§ AIM OF THE TASK
Your answer must be the data repeated exactly, with no pictures in it.
== Segment start ==
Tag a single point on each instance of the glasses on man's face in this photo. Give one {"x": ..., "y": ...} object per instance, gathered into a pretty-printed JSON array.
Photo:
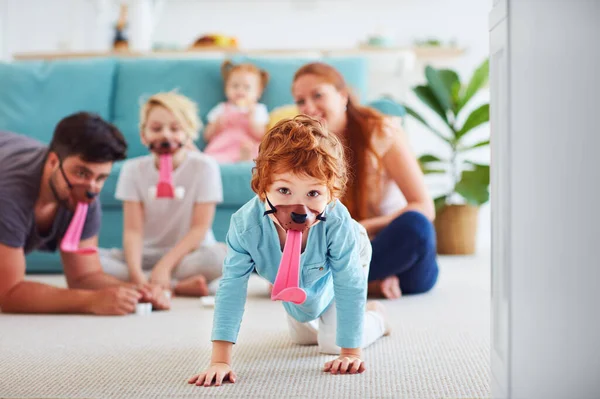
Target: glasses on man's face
[
  {"x": 82, "y": 182},
  {"x": 79, "y": 176}
]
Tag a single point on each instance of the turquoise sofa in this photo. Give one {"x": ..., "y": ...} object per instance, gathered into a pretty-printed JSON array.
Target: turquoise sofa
[{"x": 35, "y": 95}]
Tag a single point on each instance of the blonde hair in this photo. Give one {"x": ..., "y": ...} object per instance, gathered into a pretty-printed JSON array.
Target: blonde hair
[
  {"x": 184, "y": 110},
  {"x": 301, "y": 145}
]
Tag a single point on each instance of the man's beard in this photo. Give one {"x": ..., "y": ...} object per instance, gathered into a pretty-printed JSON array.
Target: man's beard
[{"x": 61, "y": 201}]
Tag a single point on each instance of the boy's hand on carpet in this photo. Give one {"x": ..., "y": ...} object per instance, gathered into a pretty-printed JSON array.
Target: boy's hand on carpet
[
  {"x": 119, "y": 301},
  {"x": 345, "y": 365},
  {"x": 217, "y": 372}
]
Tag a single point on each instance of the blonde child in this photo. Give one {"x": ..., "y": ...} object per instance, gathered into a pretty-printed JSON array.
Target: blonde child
[
  {"x": 300, "y": 166},
  {"x": 169, "y": 239},
  {"x": 235, "y": 127}
]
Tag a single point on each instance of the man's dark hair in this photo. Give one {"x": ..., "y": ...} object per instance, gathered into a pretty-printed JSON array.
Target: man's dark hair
[{"x": 90, "y": 137}]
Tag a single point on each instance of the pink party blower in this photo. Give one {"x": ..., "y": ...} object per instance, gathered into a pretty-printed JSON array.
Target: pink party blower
[
  {"x": 295, "y": 219},
  {"x": 70, "y": 242}
]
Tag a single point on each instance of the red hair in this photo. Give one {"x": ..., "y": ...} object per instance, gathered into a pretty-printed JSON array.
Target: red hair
[
  {"x": 301, "y": 146},
  {"x": 362, "y": 122}
]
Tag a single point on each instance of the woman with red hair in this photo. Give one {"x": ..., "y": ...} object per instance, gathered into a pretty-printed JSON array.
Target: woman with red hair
[{"x": 387, "y": 193}]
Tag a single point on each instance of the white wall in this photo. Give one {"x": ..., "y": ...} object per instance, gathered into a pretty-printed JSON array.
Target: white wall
[{"x": 548, "y": 186}]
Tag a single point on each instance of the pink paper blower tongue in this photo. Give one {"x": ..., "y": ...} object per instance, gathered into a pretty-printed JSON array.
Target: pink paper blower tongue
[
  {"x": 70, "y": 242},
  {"x": 165, "y": 188},
  {"x": 286, "y": 287}
]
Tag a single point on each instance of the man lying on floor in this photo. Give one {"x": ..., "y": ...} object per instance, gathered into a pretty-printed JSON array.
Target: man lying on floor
[{"x": 40, "y": 188}]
== Segment end ==
§ TASK OUTPUT
Tag a single point on each instance of the glasses on man's face in this photo. Give one {"x": ..., "y": ...} object per instance, gathered into a pretty-printed JSON array.
Photo:
Target: glasses on man's face
[
  {"x": 82, "y": 182},
  {"x": 79, "y": 176}
]
Tag a single point on each instance of the turquoise sofa in this photo. Give one {"x": ..., "y": ...} object per instance, gathered into a pretty-printed JSON array.
Target: turquoise sofa
[{"x": 35, "y": 95}]
Tag a single point on each instance of the blonde hair in this photo. Give one {"x": ..., "y": ...} object per instance, gathered into a pretty-printed JSON array.
Target: blonde hair
[
  {"x": 184, "y": 110},
  {"x": 301, "y": 145}
]
Tag a single point on each instance of the man's beard in this photo. Give one {"x": ..., "y": ...} object per instance, gathered into a pretty-printed JSON array.
Target: man's beard
[{"x": 61, "y": 201}]
Tag a single point on each instance of the boy's hand on carpet in this photo. Give one {"x": ..., "y": ...} object per instance, gathered into a pretty-printed JSON array.
Target: boy's hand on carpet
[
  {"x": 119, "y": 301},
  {"x": 345, "y": 365},
  {"x": 217, "y": 372}
]
Tag a single point on each instance of the blonde child in this photo. Give one {"x": ..., "y": ...} object per instance, gathered into a pretty-printed JSON array.
Target: blonde child
[
  {"x": 300, "y": 166},
  {"x": 169, "y": 239},
  {"x": 235, "y": 127}
]
Tag a single point on each instance of the man's dark hair in this photo. Give one {"x": ..., "y": ...} object per instance, gathered into a pretty-printed JSON array.
Target: man's dark hair
[{"x": 90, "y": 137}]
Tag a single point on each instance of the pink party blower in this photo. Give one {"x": ..., "y": ...} object per instance, gathered into a pretty-printed JSON array.
Target: pink party blower
[
  {"x": 295, "y": 219},
  {"x": 70, "y": 242}
]
Tag a single point on each instance of the red hair in this photo. Give one {"x": ..., "y": ...} object per instance, gathered into a pretty-printed JSON array.
Target: red hair
[
  {"x": 301, "y": 146},
  {"x": 362, "y": 122}
]
Tag a single point on each instance of the woman with red hair in this photo. Give one {"x": ..., "y": ...} object per instance, gathered into a pretty-printed JSON array.
Target: woman with red hair
[{"x": 387, "y": 193}]
Tag a single point on each instance of the white wall in this photo. Give one {"x": ..., "y": ...} object per instance, gathered into a pretty-printed JSON array.
Target: white wall
[{"x": 548, "y": 186}]
Tag a single point on each instance of the pink paper blower tongue in this photo. Give one {"x": ..., "y": ...} object per instance, gathered into a pretty-printed JSON array.
Target: pink paper blower tongue
[
  {"x": 70, "y": 242},
  {"x": 165, "y": 188},
  {"x": 286, "y": 287}
]
Tag a single point on each instance of the man lying on floor in this photo. Give one {"x": ..., "y": ...} object per instance, gathered into a pretty-printed JSON array.
Target: man lying on floor
[{"x": 40, "y": 188}]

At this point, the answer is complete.